[Data items]
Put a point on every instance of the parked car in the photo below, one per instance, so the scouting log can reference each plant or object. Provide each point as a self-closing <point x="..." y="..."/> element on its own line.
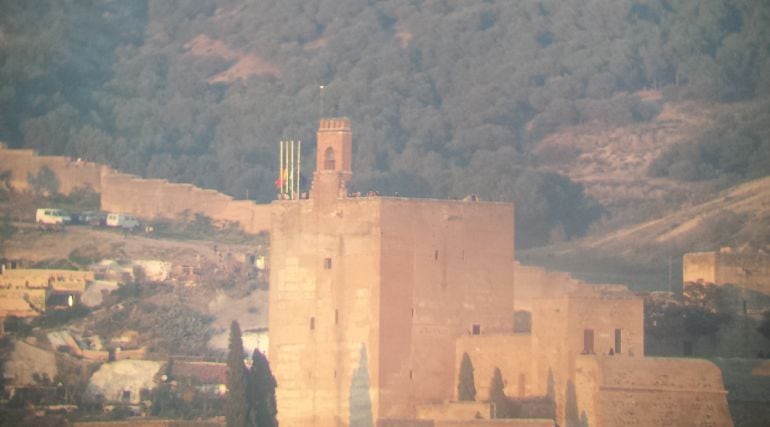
<point x="93" y="218"/>
<point x="122" y="220"/>
<point x="51" y="217"/>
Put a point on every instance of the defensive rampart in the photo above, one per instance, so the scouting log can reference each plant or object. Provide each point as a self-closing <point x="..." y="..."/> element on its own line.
<point x="615" y="391"/>
<point x="71" y="174"/>
<point x="157" y="198"/>
<point x="751" y="271"/>
<point x="145" y="198"/>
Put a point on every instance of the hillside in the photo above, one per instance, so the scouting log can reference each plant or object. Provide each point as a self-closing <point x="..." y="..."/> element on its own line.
<point x="641" y="254"/>
<point x="446" y="98"/>
<point x="222" y="290"/>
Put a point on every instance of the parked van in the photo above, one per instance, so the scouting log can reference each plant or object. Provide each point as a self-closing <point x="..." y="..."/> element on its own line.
<point x="51" y="216"/>
<point x="122" y="221"/>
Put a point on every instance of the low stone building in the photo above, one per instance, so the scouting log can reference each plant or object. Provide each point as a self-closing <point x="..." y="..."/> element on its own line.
<point x="747" y="270"/>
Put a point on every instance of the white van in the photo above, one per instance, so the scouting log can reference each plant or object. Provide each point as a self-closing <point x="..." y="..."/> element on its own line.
<point x="51" y="216"/>
<point x="122" y="221"/>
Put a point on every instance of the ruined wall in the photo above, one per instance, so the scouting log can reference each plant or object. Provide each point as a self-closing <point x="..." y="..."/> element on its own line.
<point x="467" y="423"/>
<point x="699" y="266"/>
<point x="145" y="198"/>
<point x="453" y="411"/>
<point x="751" y="271"/>
<point x="531" y="283"/>
<point x="58" y="280"/>
<point x="21" y="302"/>
<point x="157" y="198"/>
<point x="70" y="173"/>
<point x="616" y="391"/>
<point x="512" y="353"/>
<point x="558" y="332"/>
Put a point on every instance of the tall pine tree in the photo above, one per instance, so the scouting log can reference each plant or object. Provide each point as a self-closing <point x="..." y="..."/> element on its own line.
<point x="262" y="409"/>
<point x="466" y="387"/>
<point x="236" y="405"/>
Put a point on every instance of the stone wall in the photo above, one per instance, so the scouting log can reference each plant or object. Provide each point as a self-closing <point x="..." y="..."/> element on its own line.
<point x="512" y="354"/>
<point x="157" y="198"/>
<point x="57" y="280"/>
<point x="748" y="270"/>
<point x="533" y="283"/>
<point x="71" y="173"/>
<point x="453" y="411"/>
<point x="368" y="295"/>
<point x="617" y="391"/>
<point x="466" y="423"/>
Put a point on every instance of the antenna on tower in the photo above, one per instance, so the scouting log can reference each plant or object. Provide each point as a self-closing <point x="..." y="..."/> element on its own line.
<point x="289" y="170"/>
<point x="321" y="101"/>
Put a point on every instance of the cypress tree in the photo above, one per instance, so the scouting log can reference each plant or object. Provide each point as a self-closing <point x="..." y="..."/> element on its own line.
<point x="466" y="387"/>
<point x="236" y="405"/>
<point x="261" y="392"/>
<point x="497" y="394"/>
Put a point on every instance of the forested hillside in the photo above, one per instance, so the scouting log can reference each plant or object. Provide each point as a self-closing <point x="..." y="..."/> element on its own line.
<point x="446" y="97"/>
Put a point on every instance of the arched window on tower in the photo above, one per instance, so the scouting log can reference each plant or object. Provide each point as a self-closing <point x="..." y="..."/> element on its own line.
<point x="329" y="159"/>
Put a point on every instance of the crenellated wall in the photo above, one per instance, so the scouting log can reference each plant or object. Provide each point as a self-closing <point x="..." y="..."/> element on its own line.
<point x="613" y="391"/>
<point x="158" y="198"/>
<point x="747" y="270"/>
<point x="145" y="198"/>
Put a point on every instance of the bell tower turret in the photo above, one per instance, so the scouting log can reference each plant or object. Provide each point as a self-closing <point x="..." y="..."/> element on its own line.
<point x="333" y="159"/>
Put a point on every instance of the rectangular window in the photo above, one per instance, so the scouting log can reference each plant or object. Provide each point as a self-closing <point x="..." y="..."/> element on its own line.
<point x="588" y="341"/>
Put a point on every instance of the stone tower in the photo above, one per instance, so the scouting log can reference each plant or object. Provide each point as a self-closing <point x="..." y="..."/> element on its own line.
<point x="333" y="159"/>
<point x="367" y="294"/>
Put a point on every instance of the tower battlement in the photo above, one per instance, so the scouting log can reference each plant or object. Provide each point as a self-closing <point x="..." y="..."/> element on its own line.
<point x="334" y="123"/>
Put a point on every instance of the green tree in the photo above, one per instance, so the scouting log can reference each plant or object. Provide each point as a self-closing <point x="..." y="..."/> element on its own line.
<point x="236" y="405"/>
<point x="497" y="394"/>
<point x="262" y="408"/>
<point x="764" y="327"/>
<point x="44" y="182"/>
<point x="466" y="387"/>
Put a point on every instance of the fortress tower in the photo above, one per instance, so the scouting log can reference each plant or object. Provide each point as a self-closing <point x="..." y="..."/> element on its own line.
<point x="369" y="293"/>
<point x="333" y="159"/>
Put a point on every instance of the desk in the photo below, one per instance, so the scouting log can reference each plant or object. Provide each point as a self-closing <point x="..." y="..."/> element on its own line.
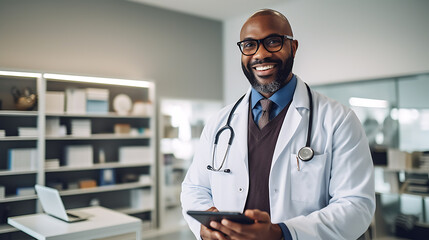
<point x="103" y="223"/>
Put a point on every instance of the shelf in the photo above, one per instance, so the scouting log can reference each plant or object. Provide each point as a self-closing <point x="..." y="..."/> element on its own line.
<point x="18" y="198"/>
<point x="17" y="113"/>
<point x="18" y="138"/>
<point x="101" y="136"/>
<point x="134" y="210"/>
<point x="10" y="172"/>
<point x="95" y="115"/>
<point x="109" y="188"/>
<point x="408" y="170"/>
<point x="98" y="166"/>
<point x="6" y="228"/>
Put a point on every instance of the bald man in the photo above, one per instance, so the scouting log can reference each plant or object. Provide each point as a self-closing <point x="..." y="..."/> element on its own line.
<point x="294" y="185"/>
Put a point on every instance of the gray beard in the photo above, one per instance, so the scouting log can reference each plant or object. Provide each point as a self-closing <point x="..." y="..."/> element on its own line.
<point x="279" y="81"/>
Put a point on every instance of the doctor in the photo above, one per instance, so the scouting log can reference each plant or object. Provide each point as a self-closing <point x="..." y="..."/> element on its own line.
<point x="324" y="191"/>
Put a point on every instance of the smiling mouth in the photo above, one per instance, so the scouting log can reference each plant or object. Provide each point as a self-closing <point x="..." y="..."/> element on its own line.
<point x="264" y="68"/>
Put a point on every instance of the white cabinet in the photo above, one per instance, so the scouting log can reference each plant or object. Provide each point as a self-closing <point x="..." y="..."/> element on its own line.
<point x="181" y="124"/>
<point x="92" y="154"/>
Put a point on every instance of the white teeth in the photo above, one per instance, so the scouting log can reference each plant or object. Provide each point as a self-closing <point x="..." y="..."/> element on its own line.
<point x="263" y="68"/>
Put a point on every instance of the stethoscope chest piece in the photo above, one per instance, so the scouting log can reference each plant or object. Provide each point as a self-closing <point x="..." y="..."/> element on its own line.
<point x="305" y="154"/>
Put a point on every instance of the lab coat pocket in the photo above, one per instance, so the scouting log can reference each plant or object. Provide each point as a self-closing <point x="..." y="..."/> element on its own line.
<point x="307" y="178"/>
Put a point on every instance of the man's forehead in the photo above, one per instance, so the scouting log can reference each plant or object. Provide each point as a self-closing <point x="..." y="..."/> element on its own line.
<point x="264" y="25"/>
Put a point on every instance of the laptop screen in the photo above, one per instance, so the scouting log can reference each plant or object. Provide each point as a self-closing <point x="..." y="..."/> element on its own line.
<point x="51" y="202"/>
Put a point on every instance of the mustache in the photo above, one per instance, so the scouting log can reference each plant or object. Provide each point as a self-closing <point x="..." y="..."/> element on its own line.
<point x="265" y="60"/>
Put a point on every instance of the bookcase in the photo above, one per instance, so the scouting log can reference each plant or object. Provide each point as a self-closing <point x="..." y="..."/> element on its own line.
<point x="92" y="138"/>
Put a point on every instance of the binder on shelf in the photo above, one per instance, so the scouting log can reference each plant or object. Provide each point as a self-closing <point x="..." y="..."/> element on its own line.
<point x="2" y="192"/>
<point x="25" y="191"/>
<point x="54" y="102"/>
<point x="135" y="154"/>
<point x="79" y="156"/>
<point x="142" y="199"/>
<point x="97" y="100"/>
<point x="75" y="101"/>
<point x="87" y="183"/>
<point x="81" y="127"/>
<point x="22" y="159"/>
<point x="53" y="127"/>
<point x="27" y="131"/>
<point x="52" y="163"/>
<point x="107" y="176"/>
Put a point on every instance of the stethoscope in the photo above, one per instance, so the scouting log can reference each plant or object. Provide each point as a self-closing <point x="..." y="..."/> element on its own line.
<point x="306" y="153"/>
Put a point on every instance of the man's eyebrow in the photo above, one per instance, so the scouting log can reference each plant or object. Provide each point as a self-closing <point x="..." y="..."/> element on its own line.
<point x="248" y="39"/>
<point x="270" y="35"/>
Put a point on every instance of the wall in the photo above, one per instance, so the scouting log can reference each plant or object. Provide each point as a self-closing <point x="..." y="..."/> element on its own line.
<point x="343" y="40"/>
<point x="112" y="38"/>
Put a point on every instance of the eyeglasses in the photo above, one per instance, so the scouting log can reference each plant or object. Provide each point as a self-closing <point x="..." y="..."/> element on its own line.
<point x="272" y="43"/>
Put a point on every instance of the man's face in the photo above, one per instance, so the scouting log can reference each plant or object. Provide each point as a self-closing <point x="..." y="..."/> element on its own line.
<point x="267" y="72"/>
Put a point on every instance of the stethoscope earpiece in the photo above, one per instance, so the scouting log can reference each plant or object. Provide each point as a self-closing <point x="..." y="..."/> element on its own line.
<point x="305" y="154"/>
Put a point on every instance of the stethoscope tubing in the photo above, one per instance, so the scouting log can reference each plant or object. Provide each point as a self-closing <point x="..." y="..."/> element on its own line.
<point x="305" y="153"/>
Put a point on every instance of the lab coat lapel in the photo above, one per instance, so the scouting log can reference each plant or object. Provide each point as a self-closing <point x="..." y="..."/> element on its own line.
<point x="292" y="119"/>
<point x="239" y="123"/>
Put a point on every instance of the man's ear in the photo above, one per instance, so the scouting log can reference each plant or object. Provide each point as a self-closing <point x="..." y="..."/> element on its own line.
<point x="294" y="47"/>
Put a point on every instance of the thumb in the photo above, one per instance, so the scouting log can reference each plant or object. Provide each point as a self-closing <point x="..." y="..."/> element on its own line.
<point x="212" y="209"/>
<point x="258" y="215"/>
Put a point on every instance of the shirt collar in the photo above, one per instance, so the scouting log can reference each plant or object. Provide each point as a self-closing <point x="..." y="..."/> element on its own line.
<point x="281" y="98"/>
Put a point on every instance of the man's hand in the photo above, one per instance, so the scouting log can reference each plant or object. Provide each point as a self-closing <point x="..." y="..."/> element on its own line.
<point x="261" y="229"/>
<point x="208" y="234"/>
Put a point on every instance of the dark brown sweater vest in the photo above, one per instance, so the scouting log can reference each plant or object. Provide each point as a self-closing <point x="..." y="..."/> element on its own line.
<point x="261" y="144"/>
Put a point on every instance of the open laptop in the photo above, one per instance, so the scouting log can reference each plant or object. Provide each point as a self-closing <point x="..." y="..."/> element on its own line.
<point x="53" y="205"/>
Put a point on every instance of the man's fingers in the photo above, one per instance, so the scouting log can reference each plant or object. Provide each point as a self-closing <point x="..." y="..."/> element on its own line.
<point x="257" y="215"/>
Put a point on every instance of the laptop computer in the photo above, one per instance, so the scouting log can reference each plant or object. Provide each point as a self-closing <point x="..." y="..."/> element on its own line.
<point x="53" y="205"/>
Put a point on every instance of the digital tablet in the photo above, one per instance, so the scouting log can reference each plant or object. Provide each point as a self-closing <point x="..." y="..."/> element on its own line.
<point x="205" y="217"/>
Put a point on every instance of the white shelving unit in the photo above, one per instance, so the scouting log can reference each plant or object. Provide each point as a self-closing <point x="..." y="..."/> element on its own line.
<point x="181" y="124"/>
<point x="120" y="195"/>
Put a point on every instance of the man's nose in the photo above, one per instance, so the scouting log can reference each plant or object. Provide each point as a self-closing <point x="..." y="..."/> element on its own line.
<point x="262" y="52"/>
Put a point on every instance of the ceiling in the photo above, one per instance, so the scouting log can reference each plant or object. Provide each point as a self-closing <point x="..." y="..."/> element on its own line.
<point x="213" y="9"/>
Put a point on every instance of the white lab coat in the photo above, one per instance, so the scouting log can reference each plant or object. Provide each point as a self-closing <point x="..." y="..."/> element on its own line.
<point x="331" y="197"/>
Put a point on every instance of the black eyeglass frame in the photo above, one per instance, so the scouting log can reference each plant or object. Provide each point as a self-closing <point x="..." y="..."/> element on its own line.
<point x="259" y="41"/>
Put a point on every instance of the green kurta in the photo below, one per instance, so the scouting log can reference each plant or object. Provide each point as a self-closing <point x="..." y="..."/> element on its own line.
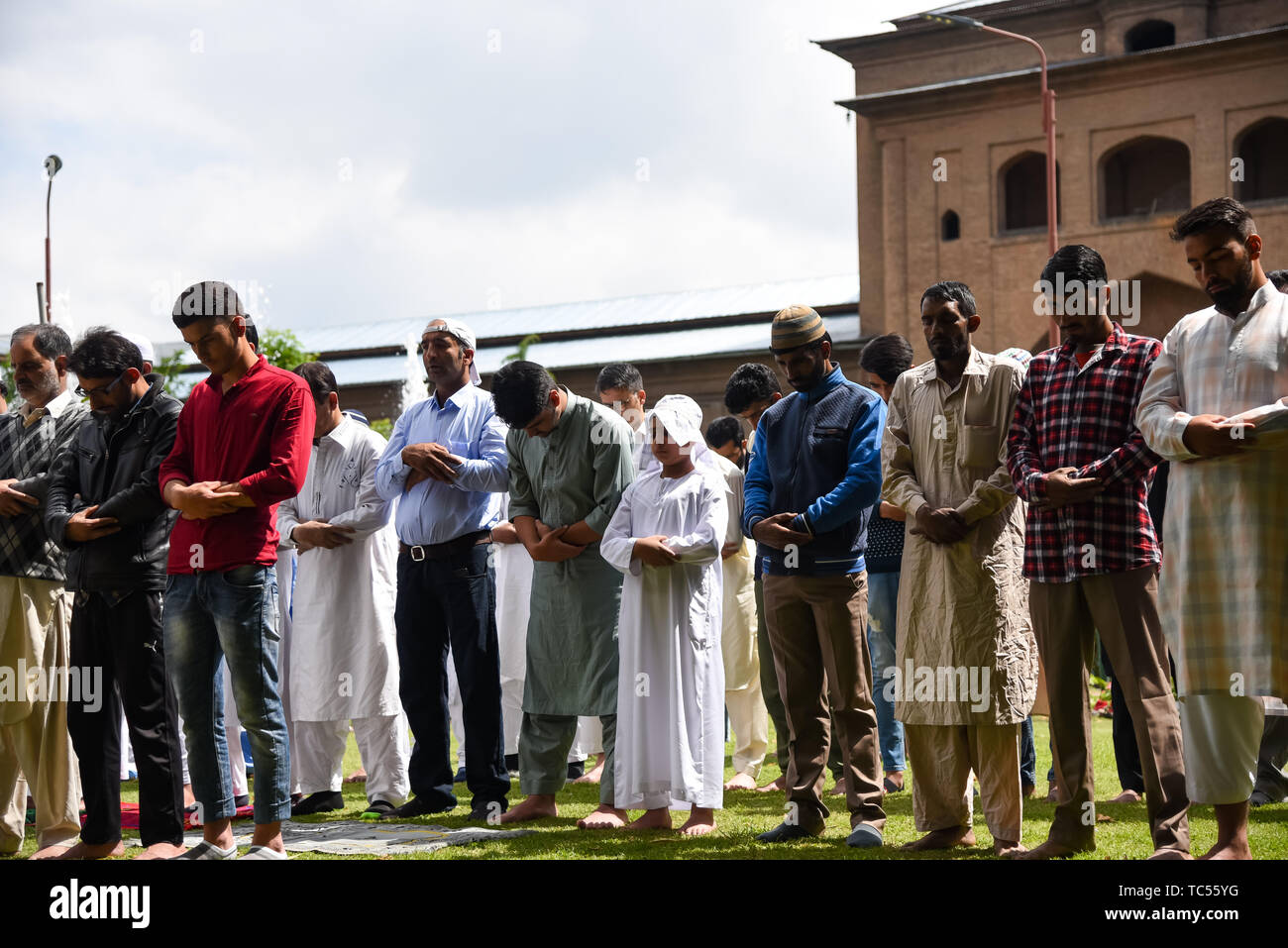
<point x="576" y="473"/>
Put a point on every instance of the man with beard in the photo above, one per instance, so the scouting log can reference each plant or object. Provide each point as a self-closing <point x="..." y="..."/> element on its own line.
<point x="814" y="475"/>
<point x="1090" y="552"/>
<point x="35" y="608"/>
<point x="446" y="467"/>
<point x="962" y="599"/>
<point x="570" y="463"/>
<point x="106" y="510"/>
<point x="1218" y="399"/>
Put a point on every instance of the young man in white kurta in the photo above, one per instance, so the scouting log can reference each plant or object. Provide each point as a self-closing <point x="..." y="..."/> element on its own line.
<point x="670" y="686"/>
<point x="748" y="719"/>
<point x="1222" y="591"/>
<point x="344" y="664"/>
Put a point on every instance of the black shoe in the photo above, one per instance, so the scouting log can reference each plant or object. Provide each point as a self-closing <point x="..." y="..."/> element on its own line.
<point x="786" y="832"/>
<point x="419" y="807"/>
<point x="322" y="801"/>
<point x="378" y="809"/>
<point x="485" y="811"/>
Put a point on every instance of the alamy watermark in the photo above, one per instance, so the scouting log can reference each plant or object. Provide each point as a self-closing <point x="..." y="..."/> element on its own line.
<point x="938" y="685"/>
<point x="1083" y="298"/>
<point x="42" y="685"/>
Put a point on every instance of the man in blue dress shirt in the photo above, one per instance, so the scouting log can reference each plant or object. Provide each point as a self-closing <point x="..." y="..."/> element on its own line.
<point x="446" y="466"/>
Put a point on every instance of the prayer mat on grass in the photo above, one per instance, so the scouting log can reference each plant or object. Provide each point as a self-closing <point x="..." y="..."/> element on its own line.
<point x="370" y="837"/>
<point x="130" y="815"/>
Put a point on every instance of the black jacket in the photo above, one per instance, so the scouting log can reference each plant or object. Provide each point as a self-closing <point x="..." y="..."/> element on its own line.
<point x="117" y="472"/>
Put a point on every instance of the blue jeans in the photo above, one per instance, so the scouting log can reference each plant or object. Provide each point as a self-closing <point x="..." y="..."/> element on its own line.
<point x="210" y="617"/>
<point x="1028" y="755"/>
<point x="883" y="601"/>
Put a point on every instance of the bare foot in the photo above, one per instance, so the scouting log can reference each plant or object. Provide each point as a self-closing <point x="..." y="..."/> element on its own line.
<point x="535" y="806"/>
<point x="702" y="820"/>
<point x="86" y="850"/>
<point x="1050" y="850"/>
<point x="652" y="819"/>
<point x="604" y="818"/>
<point x="595" y="775"/>
<point x="1009" y="849"/>
<point x="943" y="839"/>
<point x="161" y="850"/>
<point x="1229" y="849"/>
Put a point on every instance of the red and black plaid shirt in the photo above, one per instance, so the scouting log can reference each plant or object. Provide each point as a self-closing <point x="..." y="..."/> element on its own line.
<point x="1086" y="420"/>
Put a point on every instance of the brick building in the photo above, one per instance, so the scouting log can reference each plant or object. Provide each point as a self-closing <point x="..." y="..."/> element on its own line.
<point x="1154" y="102"/>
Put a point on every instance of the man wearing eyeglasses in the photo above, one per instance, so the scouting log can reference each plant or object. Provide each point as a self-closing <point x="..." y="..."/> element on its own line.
<point x="446" y="467"/>
<point x="35" y="608"/>
<point x="106" y="510"/>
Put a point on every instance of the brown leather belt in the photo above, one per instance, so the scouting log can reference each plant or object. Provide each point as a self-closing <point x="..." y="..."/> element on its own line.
<point x="449" y="548"/>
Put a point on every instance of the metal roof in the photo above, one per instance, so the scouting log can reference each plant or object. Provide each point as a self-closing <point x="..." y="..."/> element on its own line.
<point x="613" y="313"/>
<point x="625" y="314"/>
<point x="575" y="353"/>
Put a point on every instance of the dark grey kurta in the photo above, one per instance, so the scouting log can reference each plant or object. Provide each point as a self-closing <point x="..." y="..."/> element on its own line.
<point x="576" y="473"/>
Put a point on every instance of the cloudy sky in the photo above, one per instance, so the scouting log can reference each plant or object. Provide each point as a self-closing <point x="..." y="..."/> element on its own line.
<point x="344" y="162"/>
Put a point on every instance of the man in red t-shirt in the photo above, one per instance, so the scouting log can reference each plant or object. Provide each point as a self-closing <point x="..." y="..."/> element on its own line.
<point x="241" y="449"/>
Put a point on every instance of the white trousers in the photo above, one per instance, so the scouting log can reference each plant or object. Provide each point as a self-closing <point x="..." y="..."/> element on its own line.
<point x="1222" y="736"/>
<point x="750" y="723"/>
<point x="382" y="743"/>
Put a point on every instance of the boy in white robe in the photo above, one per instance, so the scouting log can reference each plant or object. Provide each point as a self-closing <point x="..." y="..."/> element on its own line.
<point x="666" y="539"/>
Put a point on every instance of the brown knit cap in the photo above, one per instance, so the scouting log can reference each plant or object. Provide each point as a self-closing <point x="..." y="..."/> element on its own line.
<point x="794" y="327"/>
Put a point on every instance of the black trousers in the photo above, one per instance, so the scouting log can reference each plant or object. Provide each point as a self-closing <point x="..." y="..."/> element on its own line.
<point x="125" y="642"/>
<point x="441" y="603"/>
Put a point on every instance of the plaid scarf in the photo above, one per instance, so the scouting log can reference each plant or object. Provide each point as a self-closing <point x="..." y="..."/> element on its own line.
<point x="30" y="451"/>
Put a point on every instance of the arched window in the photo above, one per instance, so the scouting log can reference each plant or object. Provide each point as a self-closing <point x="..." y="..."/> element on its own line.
<point x="1021" y="188"/>
<point x="1263" y="149"/>
<point x="1146" y="175"/>
<point x="1150" y="34"/>
<point x="949" y="227"/>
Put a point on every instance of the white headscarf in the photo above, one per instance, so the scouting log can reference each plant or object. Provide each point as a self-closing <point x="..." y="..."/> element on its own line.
<point x="682" y="417"/>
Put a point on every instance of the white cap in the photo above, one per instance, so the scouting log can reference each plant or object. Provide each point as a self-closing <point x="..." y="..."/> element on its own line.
<point x="145" y="344"/>
<point x="463" y="333"/>
<point x="682" y="417"/>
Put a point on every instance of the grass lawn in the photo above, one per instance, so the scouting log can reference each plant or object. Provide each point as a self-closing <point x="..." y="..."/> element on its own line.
<point x="1121" y="833"/>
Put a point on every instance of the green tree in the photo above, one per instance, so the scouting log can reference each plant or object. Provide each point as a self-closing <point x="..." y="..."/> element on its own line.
<point x="171" y="371"/>
<point x="283" y="350"/>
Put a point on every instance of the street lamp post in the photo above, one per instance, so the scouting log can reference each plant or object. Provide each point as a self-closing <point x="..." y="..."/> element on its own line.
<point x="1047" y="128"/>
<point x="46" y="296"/>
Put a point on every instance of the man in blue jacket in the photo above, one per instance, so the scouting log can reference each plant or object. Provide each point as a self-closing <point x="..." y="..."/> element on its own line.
<point x="812" y="479"/>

Given exercise: From the line holding "Put a point on every instance of the street" down to the final line above, quote every line exactly and only those lines.

Solution for this task:
Put a point on every instance of the street lamp post in the photo above, one per instance, so the scouting log can reference each plant or object. Provide each point as a self-closing <point x="..." y="..."/> element on its own line.
<point x="1047" y="128"/>
<point x="46" y="296"/>
Put a point on every instance of the man in blue jacket in the photo above, one per instance, so the scouting log can reference each plant or object. Provide each point as a self-closing <point x="..." y="..."/> element on its own line.
<point x="812" y="479"/>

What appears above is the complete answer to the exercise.